*WORK INSTRUCTION*
Read the data below. Every line holding the string "object" must be copied.

*EXTRACTED INFORMATION*
================================
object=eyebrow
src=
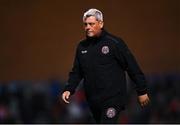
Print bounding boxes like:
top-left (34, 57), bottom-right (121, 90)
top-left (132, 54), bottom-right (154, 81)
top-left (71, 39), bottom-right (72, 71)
top-left (84, 22), bottom-right (96, 25)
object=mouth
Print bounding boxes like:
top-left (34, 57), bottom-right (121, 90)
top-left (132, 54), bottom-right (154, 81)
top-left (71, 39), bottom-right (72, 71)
top-left (86, 31), bottom-right (93, 34)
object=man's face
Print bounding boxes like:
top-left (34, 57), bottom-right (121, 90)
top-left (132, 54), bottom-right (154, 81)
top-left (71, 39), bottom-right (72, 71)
top-left (83, 16), bottom-right (104, 37)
================================
*THE COMPLETED TASK*
object=eyebrow
object=mouth
object=man's face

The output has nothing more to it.